_Exercise goal:_ Copy out the records exactly, starting at the line that contains "Target: front tire" and ending at the end of the records. Leave the pictures out of your answer.

▬▬▬

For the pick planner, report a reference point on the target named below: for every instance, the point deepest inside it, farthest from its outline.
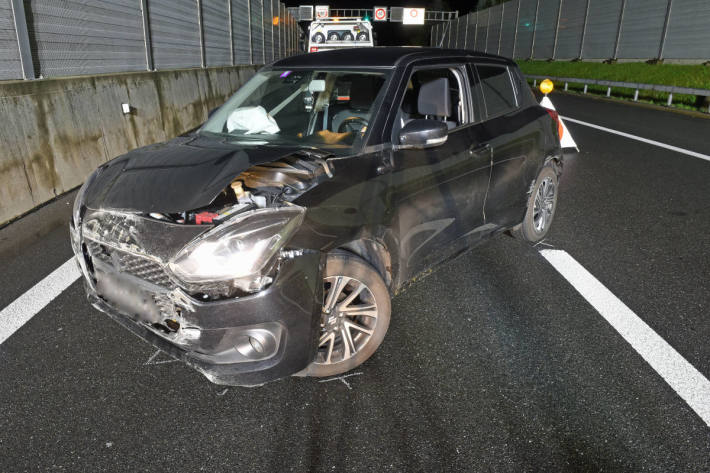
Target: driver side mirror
(423, 133)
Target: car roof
(379, 56)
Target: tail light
(556, 117)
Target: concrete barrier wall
(56, 131)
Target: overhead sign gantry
(404, 15)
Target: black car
(269, 241)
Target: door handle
(480, 149)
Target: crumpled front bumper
(244, 341)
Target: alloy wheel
(544, 205)
(348, 319)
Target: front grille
(139, 266)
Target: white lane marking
(687, 381)
(638, 138)
(28, 304)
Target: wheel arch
(375, 253)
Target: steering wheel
(352, 124)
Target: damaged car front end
(218, 288)
(270, 241)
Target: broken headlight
(239, 252)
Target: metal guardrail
(669, 89)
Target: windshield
(319, 108)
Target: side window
(457, 113)
(498, 90)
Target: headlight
(238, 250)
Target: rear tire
(355, 317)
(541, 208)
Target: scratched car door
(438, 192)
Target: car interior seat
(434, 101)
(363, 90)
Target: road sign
(322, 11)
(413, 16)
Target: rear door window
(498, 91)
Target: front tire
(355, 316)
(541, 208)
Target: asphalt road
(492, 363)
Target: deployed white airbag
(252, 120)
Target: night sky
(387, 33)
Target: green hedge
(697, 76)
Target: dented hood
(179, 175)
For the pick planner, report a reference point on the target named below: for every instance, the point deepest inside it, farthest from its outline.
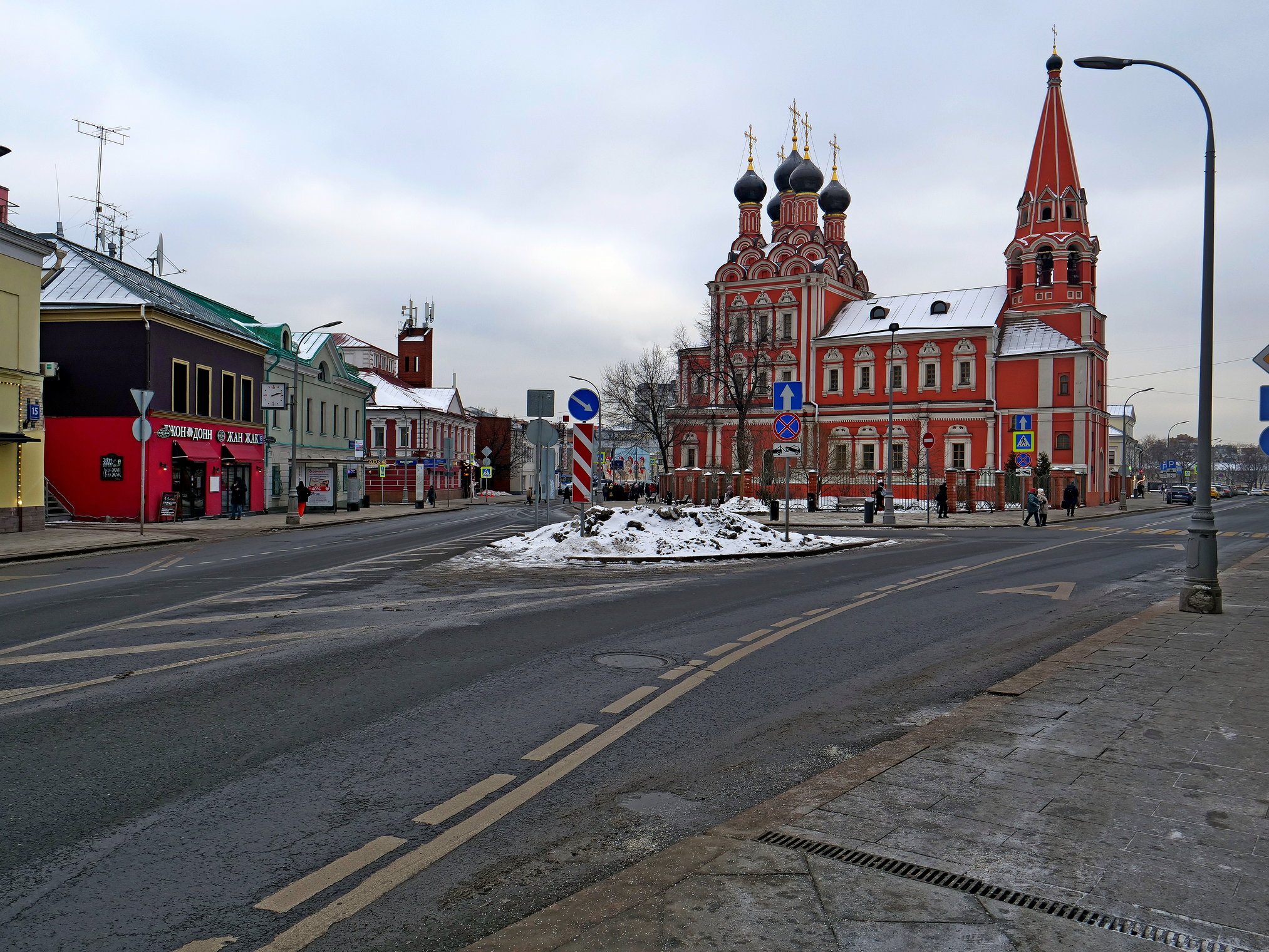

▬▬▬

_Problem solution:_
Target: front tire
(355, 316)
(541, 208)
Target: asphalt road
(492, 363)
Target: deployed white airbag
(252, 120)
Target: night sky
(387, 33)
Target: green hedge
(697, 76)
Target: dented hood
(179, 175)
For the pick planner, report a reference point on the target named below: for every instance, the point deepest inside it, farthest from its outline.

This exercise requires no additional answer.